··· Data records ···

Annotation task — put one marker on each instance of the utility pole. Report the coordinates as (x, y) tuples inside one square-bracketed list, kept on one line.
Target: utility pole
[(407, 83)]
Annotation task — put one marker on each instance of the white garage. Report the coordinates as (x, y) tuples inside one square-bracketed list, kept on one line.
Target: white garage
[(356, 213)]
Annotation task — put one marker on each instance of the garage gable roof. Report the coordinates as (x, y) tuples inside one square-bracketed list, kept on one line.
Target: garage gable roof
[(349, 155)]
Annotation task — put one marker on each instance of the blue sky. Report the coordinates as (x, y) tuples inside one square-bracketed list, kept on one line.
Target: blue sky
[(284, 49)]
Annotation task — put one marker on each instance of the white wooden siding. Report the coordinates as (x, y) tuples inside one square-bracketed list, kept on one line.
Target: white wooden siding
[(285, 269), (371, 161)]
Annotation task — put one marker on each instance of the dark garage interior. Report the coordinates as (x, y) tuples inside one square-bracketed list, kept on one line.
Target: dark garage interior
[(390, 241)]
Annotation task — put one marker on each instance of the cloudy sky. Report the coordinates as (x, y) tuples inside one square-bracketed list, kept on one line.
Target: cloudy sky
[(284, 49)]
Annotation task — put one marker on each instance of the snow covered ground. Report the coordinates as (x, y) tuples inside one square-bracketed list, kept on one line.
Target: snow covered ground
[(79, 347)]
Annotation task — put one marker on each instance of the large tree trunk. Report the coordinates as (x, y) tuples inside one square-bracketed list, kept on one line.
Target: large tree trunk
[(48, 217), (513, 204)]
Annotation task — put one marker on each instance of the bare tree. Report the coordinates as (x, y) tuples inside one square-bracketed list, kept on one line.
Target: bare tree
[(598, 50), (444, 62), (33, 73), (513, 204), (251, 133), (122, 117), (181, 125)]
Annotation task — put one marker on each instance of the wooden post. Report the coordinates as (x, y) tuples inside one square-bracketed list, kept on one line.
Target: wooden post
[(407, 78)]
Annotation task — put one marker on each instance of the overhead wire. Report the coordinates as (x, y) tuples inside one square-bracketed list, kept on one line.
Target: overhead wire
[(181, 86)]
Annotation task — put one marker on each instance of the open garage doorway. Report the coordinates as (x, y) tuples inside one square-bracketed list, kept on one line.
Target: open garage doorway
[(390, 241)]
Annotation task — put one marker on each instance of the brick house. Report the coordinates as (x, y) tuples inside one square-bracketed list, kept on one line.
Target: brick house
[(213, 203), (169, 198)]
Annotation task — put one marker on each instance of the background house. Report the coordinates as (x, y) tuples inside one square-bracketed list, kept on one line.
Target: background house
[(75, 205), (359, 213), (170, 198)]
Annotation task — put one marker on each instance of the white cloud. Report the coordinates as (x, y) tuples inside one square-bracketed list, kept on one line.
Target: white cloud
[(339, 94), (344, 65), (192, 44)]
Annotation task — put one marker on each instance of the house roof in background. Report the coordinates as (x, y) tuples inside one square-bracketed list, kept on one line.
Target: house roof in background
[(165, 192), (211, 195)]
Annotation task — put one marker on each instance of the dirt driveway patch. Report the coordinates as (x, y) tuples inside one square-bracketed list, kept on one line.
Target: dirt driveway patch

···

*Given task*: Please copy out all the lines above word for word.

*Exercise output*:
Annotation task — put one marker on each instance of the utility pole. Report the coordinates as (x, y) tuples inside one square-bracketed list, kept on one line.
Target: utility pole
[(407, 83)]
Annotation task — put one marker on each instance of the white garage. Report the coordinates as (x, y) tuples inside one square-bracketed list, kept on one line.
Target: white garage
[(356, 213)]
Annotation task — put one marker on each instance of the garage gable roof. Report the coordinates as (x, y) tuples inside one square-bracketed list, kept on one line.
Target: garage gable roof
[(349, 155)]
Annotation task — put one marker on each instance of the blue sky. Report the coordinates as (x, y) tuples inside one square-bracketed list, kept on one line.
Target: blue sky
[(284, 49)]
Annotation task — put one marker on each instance of the white wooden siding. Report the coordinates as (x, y) tuples inside one square-bracketed list, kept on one line.
Target: white wooden siding
[(285, 269), (371, 161)]
Annotation task — put one marker on each instance of the dark garage interior. Report the coordinates as (x, y) tuples inside one square-bracketed list, kept on one line.
Target: dark garage interior
[(390, 241)]
Annotation task — put one marker on each instance of the cloudy sky. Report the coordinates as (x, y) tuples inside one square-bracketed list, kept on one line.
Target: cloudy sky
[(284, 49)]
Annotation task — put one marker on each instance of the snow covered ground. Report the coordinates as (x, y) tuples inside one square-bracketed list, kept on one line.
Target: snow covered ground
[(79, 347)]
Annotation task — put one marker on each instance of the large tree trunk. Report the coordinates as (x, y) tuples inside one square-bracketed list, kept on one line.
Target: large tree trunk
[(48, 217), (513, 204)]
Annotation task — put one marker on each instance of the bare tree. Report the coordinates as (x, y) tuples inside one square-bracketed list, kept on one line.
Target: bare tree
[(598, 50), (444, 62), (33, 73), (513, 204), (251, 133), (122, 117), (181, 125)]
Annotation task — put one marker on each instance of the wooden post. Report the coordinates as (x, y) tuples inside one square-bracketed list, kept on one line.
Target: wooden post
[(407, 78)]
Annotation task — put one marker on each instance of the overhead wire. Report the coordinates as (x, y) tuples inside one square-bracketed list, kept on one line.
Target: overhead wire
[(181, 86)]
Annotation task — put one marker on each instance of the open garage doorway. Report the coordinates as (x, y) tuples inside one square-bracketed list, kept on one line.
Target: open garage doorway
[(390, 241)]
Annotation task — put one marker on each instance of the brick house. Report the coordinates as (x, y) tuples inside one square-bracketed list, kept on one line.
Target: brick house
[(213, 203), (169, 198)]
Annotation task — put one marker on each instance of the background house. Report the coordinates as (x, y) tuples inside one square-bracketed list, kept on one line.
Target: background house
[(75, 205), (359, 213), (170, 198)]
Annotation task — put one marker on each instance of the white cloud. Report the coordinates as (x, y) tuples inside one square-bracketed list, kept on one line.
Target: white cloud
[(339, 94), (344, 65), (192, 44)]
Annotation task — put one marker on each instance of the house roof in background. Report the coordinates as (x, y) tuples inside one square-bracketed list, kept on one line.
Target: house roof in background
[(165, 192), (211, 195)]
Annotation task — put one marker on each instance of the dirt driveway patch. Report the coordinates as (x, y) tuples inside one square-bracketed list, kept on one line.
Target: dirt driveway patch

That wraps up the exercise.